Data records
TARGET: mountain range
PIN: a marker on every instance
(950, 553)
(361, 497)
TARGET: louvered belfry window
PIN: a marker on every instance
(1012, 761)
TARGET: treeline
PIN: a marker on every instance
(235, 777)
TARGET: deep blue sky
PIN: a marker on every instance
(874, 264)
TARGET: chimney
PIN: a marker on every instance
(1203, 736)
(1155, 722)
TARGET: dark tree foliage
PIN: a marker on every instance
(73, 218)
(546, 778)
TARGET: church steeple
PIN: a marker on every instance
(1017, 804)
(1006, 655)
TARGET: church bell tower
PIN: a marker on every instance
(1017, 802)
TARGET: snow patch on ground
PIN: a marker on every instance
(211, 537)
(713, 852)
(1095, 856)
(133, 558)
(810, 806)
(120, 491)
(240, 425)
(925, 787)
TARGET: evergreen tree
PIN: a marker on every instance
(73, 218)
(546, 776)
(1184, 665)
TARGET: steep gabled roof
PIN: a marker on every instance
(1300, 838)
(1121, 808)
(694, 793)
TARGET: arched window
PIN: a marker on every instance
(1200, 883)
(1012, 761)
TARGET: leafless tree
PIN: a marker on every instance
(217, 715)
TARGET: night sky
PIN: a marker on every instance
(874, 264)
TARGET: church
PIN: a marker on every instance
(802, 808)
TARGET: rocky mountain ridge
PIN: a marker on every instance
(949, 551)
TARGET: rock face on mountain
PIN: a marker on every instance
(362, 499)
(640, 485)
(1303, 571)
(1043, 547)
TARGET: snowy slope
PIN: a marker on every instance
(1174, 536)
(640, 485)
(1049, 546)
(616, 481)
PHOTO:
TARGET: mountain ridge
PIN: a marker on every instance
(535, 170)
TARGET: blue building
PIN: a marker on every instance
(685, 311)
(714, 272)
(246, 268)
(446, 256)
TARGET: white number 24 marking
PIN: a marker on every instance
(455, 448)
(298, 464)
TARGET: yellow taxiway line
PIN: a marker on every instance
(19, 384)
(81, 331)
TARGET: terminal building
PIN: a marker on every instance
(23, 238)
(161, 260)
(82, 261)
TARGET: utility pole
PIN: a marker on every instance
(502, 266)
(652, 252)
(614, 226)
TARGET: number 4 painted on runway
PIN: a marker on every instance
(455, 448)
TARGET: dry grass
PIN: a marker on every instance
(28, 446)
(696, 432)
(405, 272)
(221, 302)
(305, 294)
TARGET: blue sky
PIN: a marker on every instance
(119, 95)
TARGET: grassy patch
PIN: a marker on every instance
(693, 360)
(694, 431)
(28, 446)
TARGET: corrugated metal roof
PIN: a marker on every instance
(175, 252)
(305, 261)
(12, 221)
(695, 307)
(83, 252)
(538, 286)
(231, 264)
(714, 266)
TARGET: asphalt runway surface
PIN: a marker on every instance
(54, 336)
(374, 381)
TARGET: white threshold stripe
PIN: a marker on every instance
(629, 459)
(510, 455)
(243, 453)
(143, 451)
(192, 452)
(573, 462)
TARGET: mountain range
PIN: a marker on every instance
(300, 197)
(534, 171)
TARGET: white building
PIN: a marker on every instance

Work instruction
Extract the data exactly as given.

Answer to the problem
TARGET: mountain range
PIN: a marker on every instance
(950, 553)
(361, 497)
TARGET: louvered belfry window
PIN: a marker on every instance
(1012, 761)
TARGET: treeline
PIN: a marker on every instance
(235, 777)
TARGET: deep blue sky
PIN: a marker on every instance
(874, 264)
TARGET: chimney
PIN: a marker on every instance
(1203, 736)
(1155, 722)
TARGET: dark tree foliage
PIN: a marker on every instance
(73, 218)
(546, 778)
TARGET: church steeple
PIN: a marker on every instance
(1017, 804)
(1006, 655)
TARGET: church bell tower
PIN: a marker on every instance
(1017, 802)
TARGET: snow patch on ground
PIN: a marker on every instance
(211, 537)
(713, 852)
(1095, 856)
(133, 558)
(810, 806)
(120, 491)
(240, 425)
(925, 787)
TARGET: evergreen tree
PIN: a marker on every instance
(73, 218)
(546, 776)
(1184, 665)
TARGET: steep gabled roof
PIN: a marker on every instance
(1300, 838)
(1121, 808)
(694, 793)
TARGET: arched window
PIN: a marker on every instance
(1200, 883)
(1012, 761)
TARGET: leafless tree
PIN: a marker on every instance
(217, 715)
TARGET: night sky
PIN: a marker on every instance
(874, 264)
TARGET: church
PIN: a marker on every instance
(802, 808)
TARGET: rocky mountain ridge
PIN: a marker on every instance
(949, 551)
TARGET: rock face on mountain
PIN: a marker on every instance
(362, 499)
(640, 485)
(1303, 571)
(1043, 547)
TARGET: snowy slope
PIN: a marker on every instance
(1174, 536)
(640, 485)
(1049, 546)
(616, 481)
PHOTO:
TARGET: mountain ridge
PIN: a marker on every instance
(535, 170)
TARGET: blue building
PIN: a marker on every instance
(685, 311)
(714, 272)
(246, 268)
(446, 256)
TARGET: white number 24 marking
PIN: a marker on every instance
(455, 448)
(298, 464)
TARGET: yellow taxiway line
PIN: a marker on every instance
(19, 384)
(81, 331)
TARGET: terminal building
PIN: a marker on every instance
(23, 238)
(161, 260)
(82, 261)
TARGET: utility pole
PIN: a marker on every instance
(502, 266)
(652, 252)
(614, 226)
TARGET: number 4 painted on runway
PIN: a marker on every instance
(455, 448)
TARGET: dry grass
PIN: a marker on every instance
(28, 446)
(696, 432)
(405, 272)
(221, 302)
(305, 294)
TARGET: blue sky
PIN: a marker on every instance
(119, 95)
TARGET: grassy patch
PIN: a marker on every instance
(693, 360)
(694, 431)
(28, 446)
TARGET: corrugated metal roof
PIN: a marker on every instance
(175, 252)
(305, 261)
(12, 221)
(695, 307)
(83, 252)
(538, 286)
(231, 264)
(714, 266)
TARGET: asphalt runway surface
PIN: a marker on every instance
(54, 336)
(374, 381)
TARGET: white threshold stripe
PIN: a marker on every instance
(629, 459)
(510, 455)
(243, 453)
(143, 451)
(192, 452)
(573, 462)
TARGET: mountain range
PIN: a marker on every instance
(300, 197)
(534, 171)
TARGET: white building
PIN: a marker on every instance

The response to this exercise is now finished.